> Problem details
Print all of the data exactly, with no line missing.
BEGIN Exercise input
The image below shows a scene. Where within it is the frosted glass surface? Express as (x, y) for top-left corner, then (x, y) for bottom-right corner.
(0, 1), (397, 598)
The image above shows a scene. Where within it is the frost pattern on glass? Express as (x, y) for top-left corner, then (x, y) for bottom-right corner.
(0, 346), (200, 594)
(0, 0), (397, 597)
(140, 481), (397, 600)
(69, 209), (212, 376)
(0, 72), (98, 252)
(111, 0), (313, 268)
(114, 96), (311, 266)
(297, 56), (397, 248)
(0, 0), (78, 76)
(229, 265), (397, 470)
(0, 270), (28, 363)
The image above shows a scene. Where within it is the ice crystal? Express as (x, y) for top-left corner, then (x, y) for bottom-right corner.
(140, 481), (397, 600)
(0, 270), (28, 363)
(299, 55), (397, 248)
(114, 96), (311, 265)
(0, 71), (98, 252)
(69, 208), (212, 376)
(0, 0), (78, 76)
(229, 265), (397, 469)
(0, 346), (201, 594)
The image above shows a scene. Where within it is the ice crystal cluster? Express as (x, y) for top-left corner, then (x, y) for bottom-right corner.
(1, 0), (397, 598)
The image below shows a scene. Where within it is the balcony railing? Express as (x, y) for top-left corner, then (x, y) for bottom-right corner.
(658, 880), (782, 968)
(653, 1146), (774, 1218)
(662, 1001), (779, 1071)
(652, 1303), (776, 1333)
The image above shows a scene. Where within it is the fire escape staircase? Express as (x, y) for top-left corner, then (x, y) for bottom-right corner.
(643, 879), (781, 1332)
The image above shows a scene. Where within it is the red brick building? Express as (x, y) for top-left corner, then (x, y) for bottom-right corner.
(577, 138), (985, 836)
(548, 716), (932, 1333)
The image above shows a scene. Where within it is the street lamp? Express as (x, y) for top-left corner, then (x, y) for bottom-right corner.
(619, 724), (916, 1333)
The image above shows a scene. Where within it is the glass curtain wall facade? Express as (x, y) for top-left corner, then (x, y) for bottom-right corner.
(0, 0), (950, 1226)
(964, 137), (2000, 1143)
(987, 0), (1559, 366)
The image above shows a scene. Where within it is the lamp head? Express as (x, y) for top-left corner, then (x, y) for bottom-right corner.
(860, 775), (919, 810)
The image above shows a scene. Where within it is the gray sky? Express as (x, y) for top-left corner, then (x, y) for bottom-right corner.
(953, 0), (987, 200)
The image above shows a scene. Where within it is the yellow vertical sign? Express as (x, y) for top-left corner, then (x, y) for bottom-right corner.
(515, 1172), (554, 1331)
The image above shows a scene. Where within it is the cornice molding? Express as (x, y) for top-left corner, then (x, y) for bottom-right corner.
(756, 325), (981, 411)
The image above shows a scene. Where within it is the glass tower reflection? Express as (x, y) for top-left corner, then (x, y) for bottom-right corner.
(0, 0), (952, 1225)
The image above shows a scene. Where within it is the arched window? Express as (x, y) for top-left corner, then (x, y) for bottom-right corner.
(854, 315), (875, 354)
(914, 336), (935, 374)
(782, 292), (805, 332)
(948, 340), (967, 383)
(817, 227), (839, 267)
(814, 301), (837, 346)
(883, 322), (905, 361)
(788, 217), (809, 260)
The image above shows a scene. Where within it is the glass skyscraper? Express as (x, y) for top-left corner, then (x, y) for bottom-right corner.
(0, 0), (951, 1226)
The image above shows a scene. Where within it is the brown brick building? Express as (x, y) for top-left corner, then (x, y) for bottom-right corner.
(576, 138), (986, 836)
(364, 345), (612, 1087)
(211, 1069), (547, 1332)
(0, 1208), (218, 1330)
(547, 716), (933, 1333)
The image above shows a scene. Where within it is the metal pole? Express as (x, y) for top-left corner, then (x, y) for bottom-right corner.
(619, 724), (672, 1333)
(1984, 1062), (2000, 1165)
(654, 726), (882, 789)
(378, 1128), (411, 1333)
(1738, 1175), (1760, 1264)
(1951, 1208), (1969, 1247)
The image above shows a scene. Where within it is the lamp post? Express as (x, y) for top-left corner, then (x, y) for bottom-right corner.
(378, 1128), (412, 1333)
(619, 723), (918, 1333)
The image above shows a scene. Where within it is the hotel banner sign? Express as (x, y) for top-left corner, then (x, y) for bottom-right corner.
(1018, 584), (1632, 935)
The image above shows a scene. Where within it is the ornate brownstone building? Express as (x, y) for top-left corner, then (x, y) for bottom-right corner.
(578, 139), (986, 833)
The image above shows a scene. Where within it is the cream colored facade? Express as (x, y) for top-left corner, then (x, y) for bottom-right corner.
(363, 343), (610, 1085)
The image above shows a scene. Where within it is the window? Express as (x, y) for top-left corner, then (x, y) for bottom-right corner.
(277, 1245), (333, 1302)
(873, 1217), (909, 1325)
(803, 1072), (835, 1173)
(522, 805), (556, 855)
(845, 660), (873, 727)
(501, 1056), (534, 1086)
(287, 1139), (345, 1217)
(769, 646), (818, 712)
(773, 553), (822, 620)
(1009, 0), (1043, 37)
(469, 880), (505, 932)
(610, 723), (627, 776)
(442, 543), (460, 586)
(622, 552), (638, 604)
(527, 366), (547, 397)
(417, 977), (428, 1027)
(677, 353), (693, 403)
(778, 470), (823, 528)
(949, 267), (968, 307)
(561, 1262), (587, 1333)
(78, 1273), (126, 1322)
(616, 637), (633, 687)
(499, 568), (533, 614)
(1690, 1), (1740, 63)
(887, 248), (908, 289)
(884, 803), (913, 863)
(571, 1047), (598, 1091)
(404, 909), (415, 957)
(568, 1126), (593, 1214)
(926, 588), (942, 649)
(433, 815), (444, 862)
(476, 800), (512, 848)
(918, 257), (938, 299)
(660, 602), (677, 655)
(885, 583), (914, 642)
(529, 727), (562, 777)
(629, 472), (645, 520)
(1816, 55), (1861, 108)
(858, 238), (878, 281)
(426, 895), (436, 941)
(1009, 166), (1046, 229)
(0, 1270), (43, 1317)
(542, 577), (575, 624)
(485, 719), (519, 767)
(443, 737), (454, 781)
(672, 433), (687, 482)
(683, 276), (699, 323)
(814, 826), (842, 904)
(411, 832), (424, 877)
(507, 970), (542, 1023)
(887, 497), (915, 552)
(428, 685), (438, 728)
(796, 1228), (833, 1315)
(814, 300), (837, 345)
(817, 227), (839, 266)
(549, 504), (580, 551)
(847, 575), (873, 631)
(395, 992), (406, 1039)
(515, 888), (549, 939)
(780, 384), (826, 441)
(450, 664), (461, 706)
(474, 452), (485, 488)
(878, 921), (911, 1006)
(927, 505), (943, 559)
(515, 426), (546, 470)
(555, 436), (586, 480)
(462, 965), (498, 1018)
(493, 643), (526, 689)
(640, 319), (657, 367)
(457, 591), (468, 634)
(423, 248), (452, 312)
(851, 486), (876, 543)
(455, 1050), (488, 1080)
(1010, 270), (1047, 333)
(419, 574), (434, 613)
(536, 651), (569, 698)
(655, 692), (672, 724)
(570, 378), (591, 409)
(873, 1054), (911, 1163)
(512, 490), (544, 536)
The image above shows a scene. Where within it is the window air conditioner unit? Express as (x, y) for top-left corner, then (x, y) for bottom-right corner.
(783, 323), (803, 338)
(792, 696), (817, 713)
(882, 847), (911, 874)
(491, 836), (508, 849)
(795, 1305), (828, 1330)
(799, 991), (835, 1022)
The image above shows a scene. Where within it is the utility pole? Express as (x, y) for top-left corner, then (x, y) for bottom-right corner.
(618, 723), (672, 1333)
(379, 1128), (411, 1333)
END Exercise input
> Exercise response
The image below shows a scene. Where within it is the frosted glass surface? Express as (x, y) for top-left corner, then (x, y) for bottom-right corner.
(0, 1), (397, 598)
The image above shows a scene. Where within it is the frost pattern on glass? Express as (x, y) for top-left corner, then (x, y) for bottom-right corner.
(0, 346), (200, 594)
(0, 0), (397, 597)
(140, 481), (397, 600)
(69, 209), (212, 376)
(0, 72), (98, 252)
(111, 0), (313, 268)
(114, 96), (311, 266)
(297, 56), (397, 248)
(0, 0), (78, 76)
(229, 265), (397, 470)
(0, 270), (28, 363)
The image above shows a scene. Where within it is the ice crystal? Express as (x, y) for top-left corner, then (x, y) for bottom-right corner.
(140, 481), (397, 600)
(0, 270), (28, 363)
(299, 55), (397, 248)
(114, 96), (311, 265)
(0, 71), (98, 252)
(69, 208), (212, 376)
(0, 0), (78, 76)
(229, 265), (397, 469)
(0, 346), (201, 594)
The image above shows a scene. Where within it is the ice crystal cluster? Express as (x, y) for top-left corner, then (x, y) for bottom-right corner.
(1, 0), (397, 598)
The image below shows a scene. Where within it is the balcony railing? Express as (x, y) for top-left corner, then (x, y) for bottom-right corner.
(658, 880), (782, 968)
(653, 1146), (774, 1218)
(662, 1001), (779, 1071)
(652, 1303), (776, 1333)
The image above shows a scene. Where within it is the fire escape staircase? Express as (x, y) for top-left corner, then (x, y) for bottom-right corner.
(643, 879), (781, 1332)
The image above shows a scene. Where within it is the red brick building? Express as (x, y) for top-left corner, then (x, y) for bottom-right corner.
(577, 138), (985, 836)
(548, 716), (932, 1333)
The image above shows a scene. Where within it is the street lamp? Express as (x, y) for top-left corner, then (x, y) for bottom-right corner.
(619, 724), (916, 1333)
The image above shows a scene. Where within it is the glass curtain wall facade? Express as (x, y) for top-left corner, then (x, y) for bottom-right corner.
(0, 0), (950, 1226)
(964, 137), (2000, 1143)
(987, 0), (1559, 366)
The image above shows a scene. Where within it is the lamp head? Express as (x, y) for top-left corner, then (x, y) for bottom-right corner.
(860, 775), (919, 810)
The image above shows a scene. Where within it is the gray sky? Express as (x, y) for top-left corner, then (x, y) for bottom-right corner.
(953, 0), (987, 200)
The image above shows a scene. Where within it is the yellow vertical sign? Express as (x, y) for top-left corner, then (x, y) for bottom-right corner.
(515, 1172), (554, 1331)
The image above shows a scene. Where within it is the cornice molding? Express as (x, y) for top-left corner, then (x, y) for bottom-right corner.
(756, 325), (981, 411)
The image above shows a scene. Where within it is the glass tower reflection? Express as (x, y) for top-left corner, then (x, y) for bottom-right corner.
(0, 0), (952, 1225)
The image above shows a scene. Where within it is the arched window? Express as (x, y) for top-left corner, then (x, y) for bottom-right corner.
(854, 315), (875, 354)
(914, 336), (935, 374)
(782, 292), (805, 332)
(948, 340), (967, 383)
(817, 227), (839, 267)
(814, 301), (837, 346)
(883, 322), (905, 361)
(788, 217), (809, 260)
The image above shows a scene. Where within it is the glass skyscraper? Express as (x, y) for top-left corner, then (x, y) for bottom-right corner.
(0, 0), (951, 1226)
The image above shows a scene. Where within it is the brown brick building? Express as (x, y) for top-left corner, then (x, y) for bottom-right corner.
(576, 138), (986, 836)
(364, 345), (612, 1087)
(211, 1069), (547, 1332)
(0, 1208), (218, 1330)
(547, 716), (933, 1333)
The image above shows a scene. Where within it is the metal pole? Express as (x, y) for top-left corner, then (x, y) for bottom-right corner.
(619, 724), (672, 1333)
(1984, 1062), (2000, 1165)
(654, 726), (882, 789)
(378, 1128), (411, 1333)
(1738, 1175), (1760, 1264)
(1951, 1208), (1969, 1247)
The image above shows a scene. Where within it is the lamp post? Express as (x, y) for top-left corner, then (x, y) for bottom-right corner.
(378, 1128), (412, 1333)
(619, 723), (918, 1333)
The image above shows a scene. Where within it is the hotel banner sign? Express as (x, y) for top-left corner, then (x, y) for bottom-right corner.
(1018, 584), (1632, 935)
The image above shows a scene. Where within it is the ornate brownstone building? Express as (x, y) for top-left corner, then (x, y) for bottom-right corner.
(578, 139), (986, 833)
The image above shows a scene. Where within it is the cream colored facade? Express as (x, y) for top-left corner, then (x, y) for bottom-right corner.
(363, 343), (610, 1085)
The image above shows a scene. Where within it is the window? Express as (x, y) for top-left corner, then (x, y) for bottom-right corner.
(277, 1245), (333, 1302)
(873, 1217), (909, 1325)
(803, 1072), (835, 1173)
(522, 805), (556, 855)
(845, 660), (873, 727)
(501, 1056), (534, 1086)
(287, 1139), (345, 1217)
(769, 646), (818, 712)
(773, 553), (822, 620)
(1009, 0), (1043, 37)
(469, 880), (505, 932)
(610, 723), (627, 776)
(442, 543), (460, 586)
(622, 552), (638, 604)
(527, 366), (547, 397)
(417, 977), (428, 1027)
(677, 353), (693, 403)
(778, 470), (823, 528)
(949, 267), (968, 307)
(561, 1262), (587, 1333)
(78, 1273), (126, 1322)
(616, 637), (633, 687)
(499, 568), (533, 614)
(1690, 1), (1740, 63)
(887, 248), (908, 289)
(884, 803), (913, 863)
(571, 1047), (598, 1091)
(404, 909), (415, 957)
(568, 1126), (593, 1214)
(926, 588), (942, 649)
(433, 815), (444, 862)
(476, 800), (512, 848)
(918, 257), (938, 299)
(660, 602), (677, 655)
(885, 583), (914, 642)
(529, 727), (562, 777)
(629, 472), (645, 520)
(1816, 55), (1861, 108)
(858, 238), (878, 281)
(426, 895), (436, 941)
(1009, 166), (1046, 229)
(0, 1270), (43, 1317)
(542, 577), (575, 624)
(485, 719), (519, 767)
(443, 737), (454, 781)
(672, 433), (687, 482)
(683, 276), (699, 323)
(814, 826), (842, 904)
(411, 832), (424, 877)
(507, 970), (542, 1023)
(887, 497), (915, 552)
(428, 685), (438, 728)
(796, 1228), (833, 1315)
(814, 300), (837, 345)
(817, 227), (839, 266)
(549, 504), (580, 551)
(847, 575), (873, 631)
(395, 992), (406, 1039)
(515, 888), (549, 939)
(780, 384), (826, 441)
(450, 664), (461, 706)
(474, 452), (485, 488)
(878, 921), (911, 1006)
(927, 505), (943, 559)
(515, 426), (546, 470)
(555, 436), (586, 480)
(462, 965), (498, 1018)
(493, 643), (526, 689)
(640, 319), (657, 367)
(457, 591), (468, 634)
(423, 248), (452, 312)
(851, 486), (876, 543)
(455, 1050), (488, 1080)
(1010, 270), (1047, 333)
(419, 574), (434, 613)
(536, 651), (569, 698)
(655, 692), (672, 724)
(570, 378), (591, 409)
(873, 1054), (911, 1163)
(512, 490), (544, 536)
The image above shows a scene. Where within it is the window air conditioner unit? Express as (x, y) for top-left corner, then (x, y) for bottom-right corner.
(783, 323), (803, 338)
(792, 696), (817, 713)
(882, 847), (911, 874)
(491, 836), (508, 849)
(795, 1305), (828, 1330)
(799, 991), (835, 1022)
The image above shows a scene. Where within it is the utility pole? Express as (x, y) for top-left corner, then (x, y) for bottom-right corner.
(618, 723), (672, 1333)
(379, 1128), (411, 1333)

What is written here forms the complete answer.